Problem details >> Each line below should be repeated exactly as it stands.

Given records >>
>>
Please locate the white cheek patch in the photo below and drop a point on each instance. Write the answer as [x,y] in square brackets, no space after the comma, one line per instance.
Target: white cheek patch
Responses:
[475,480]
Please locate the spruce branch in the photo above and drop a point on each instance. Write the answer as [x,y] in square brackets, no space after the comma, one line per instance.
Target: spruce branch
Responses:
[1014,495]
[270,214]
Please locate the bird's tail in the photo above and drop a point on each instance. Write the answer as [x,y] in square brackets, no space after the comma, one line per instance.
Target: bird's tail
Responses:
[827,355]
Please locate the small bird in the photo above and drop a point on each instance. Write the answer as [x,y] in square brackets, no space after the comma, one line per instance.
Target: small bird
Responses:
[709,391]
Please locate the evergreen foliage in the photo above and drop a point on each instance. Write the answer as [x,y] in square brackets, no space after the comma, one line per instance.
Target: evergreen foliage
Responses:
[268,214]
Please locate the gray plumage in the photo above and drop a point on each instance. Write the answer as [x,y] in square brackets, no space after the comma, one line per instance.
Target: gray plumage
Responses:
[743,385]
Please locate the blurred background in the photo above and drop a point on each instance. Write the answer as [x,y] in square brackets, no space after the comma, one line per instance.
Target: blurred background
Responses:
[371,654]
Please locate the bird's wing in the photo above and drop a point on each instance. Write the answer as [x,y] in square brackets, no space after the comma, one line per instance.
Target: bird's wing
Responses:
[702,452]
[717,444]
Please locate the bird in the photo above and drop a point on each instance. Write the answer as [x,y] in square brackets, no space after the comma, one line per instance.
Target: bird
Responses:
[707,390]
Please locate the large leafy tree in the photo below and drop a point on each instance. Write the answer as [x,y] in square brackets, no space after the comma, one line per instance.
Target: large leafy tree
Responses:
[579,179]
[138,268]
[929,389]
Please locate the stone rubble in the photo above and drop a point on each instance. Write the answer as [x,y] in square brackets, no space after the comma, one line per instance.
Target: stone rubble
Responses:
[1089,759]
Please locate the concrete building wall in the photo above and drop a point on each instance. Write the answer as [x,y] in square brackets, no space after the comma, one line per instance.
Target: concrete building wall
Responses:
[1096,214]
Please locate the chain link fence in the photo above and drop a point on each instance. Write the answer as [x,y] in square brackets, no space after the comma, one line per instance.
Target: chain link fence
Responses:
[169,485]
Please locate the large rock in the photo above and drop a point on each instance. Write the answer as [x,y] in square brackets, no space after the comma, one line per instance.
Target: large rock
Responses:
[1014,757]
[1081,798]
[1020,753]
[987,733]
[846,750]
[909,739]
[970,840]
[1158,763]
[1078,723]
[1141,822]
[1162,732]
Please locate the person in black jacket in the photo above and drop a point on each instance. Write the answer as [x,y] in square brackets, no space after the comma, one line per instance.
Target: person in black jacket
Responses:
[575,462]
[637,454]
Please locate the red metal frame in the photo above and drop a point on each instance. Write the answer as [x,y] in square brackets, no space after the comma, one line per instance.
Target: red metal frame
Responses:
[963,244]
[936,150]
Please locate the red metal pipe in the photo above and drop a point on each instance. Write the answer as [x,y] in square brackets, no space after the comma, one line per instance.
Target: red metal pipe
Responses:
<<
Response below >>
Please locate the white cheek patch in the photo below and drop a point on each instance. Write the answer as [x,y] in square brackets, no space after the comma, one line per instance.
Target: white cheek patch
Responses:
[475,480]
Please locate the spruce branch in the photo above and drop a point on each instance. Write the answer as [x,y] in square brackets, no space after the comma, one line per instance.
Target: spruce branch
Responses:
[1014,495]
[270,214]
Please locate the bird's tail in the photo above and drop a point on each instance. Write the answer as [x,y] in square brackets, no space after the comma, one line per instance.
Target: bird's tail
Responses:
[827,355]
Please locate the small bird in the photo above and drop a point on each instance. Write the answer as [x,y] in square brackets, no space after the comma, one line per instance.
Target: small bird
Responses:
[709,391]
Please locate the evergreen foliage in the photo above and drop a point on each instance. Write the answer as [x,y] in square brackets, no space after the comma, one line per instance.
Target: evergreen foliage
Responses:
[268,214]
Please locate the gray plumage in the photo above and drop a point on each instance. Write the answer as [x,y] in square brackets, no space after the comma, one line per instance.
Target: gray plumage
Responses:
[743,385]
Please locate the blurred background in the photo above and drop a point on each instance. Write the answer as [x,y] in square brackets, no space after the comma, one line per instance.
Target: blurred background
Responses:
[371,654]
Please locate the bird's wing in the photo above and drop a point on each instance. Write the answer as [x,y] in square brackets, no space after the comma, one line per instance.
Target: bird's wing
Responses:
[702,452]
[717,444]
Please locate the bird in the photo above and drop a point on each instance. Write the answer as [x,y] in square brackets, no space after the comma, one line per instance.
Target: bird
Responses:
[707,390]
Please locate the large leafy tree in the photo below and drop a point on each instance. Write the answer as [x,y] in square brackets, no space after the comma, one line per instance.
Target: large leafy tree
Responses:
[579,179]
[138,268]
[929,389]
Please locate the stone rubble in the photo above and drop a point on each instance. Write the answer as [x,y] in square brackets, no space after the comma, one line per instance.
Target: stone rubble
Responses:
[1089,759]
Please locate the concrete building wall in the photo above and drop a point on each instance. Write the answer as [x,y] in square brackets, no space after the comma, one line per instance.
Target: concrete building wall
Responses:
[1096,214]
Please locate the chain link fence in the photo above and drop a point on each instance. Write the answer as [x,y] in square brackets, no space after the comma, one line per instance.
Target: chain link fence
Responses:
[169,485]
Please locate the large rock in the photo above and drop a point on each instance. Write the answer as [x,y] in square brackets, no space after the comma, one line per instance.
Target: large rock
Responses:
[1014,757]
[1081,798]
[1020,753]
[987,733]
[846,750]
[909,739]
[970,840]
[1158,763]
[1078,723]
[1141,822]
[1162,732]
Please locate the person in black jacket in the photo above and drop a point on each instance. Write the answer as [x,y] in square brackets, no space after the comma, one line per instance.
Target: person in black jacket
Responses:
[575,462]
[637,454]
Please locate the red metal frame in the photo above and drop a point on each instance. Write the answer as [x,y] in square brackets, no space after the comma, one line per instance.
Target: red metal frame
Responses:
[963,244]
[936,150]
Please locate the red metal pipe in the photo above and drop a point on each instance. Write the answer as [x,y] in square brackets, no space after the comma, one line per instance.
Target: red metal pipe
Responses:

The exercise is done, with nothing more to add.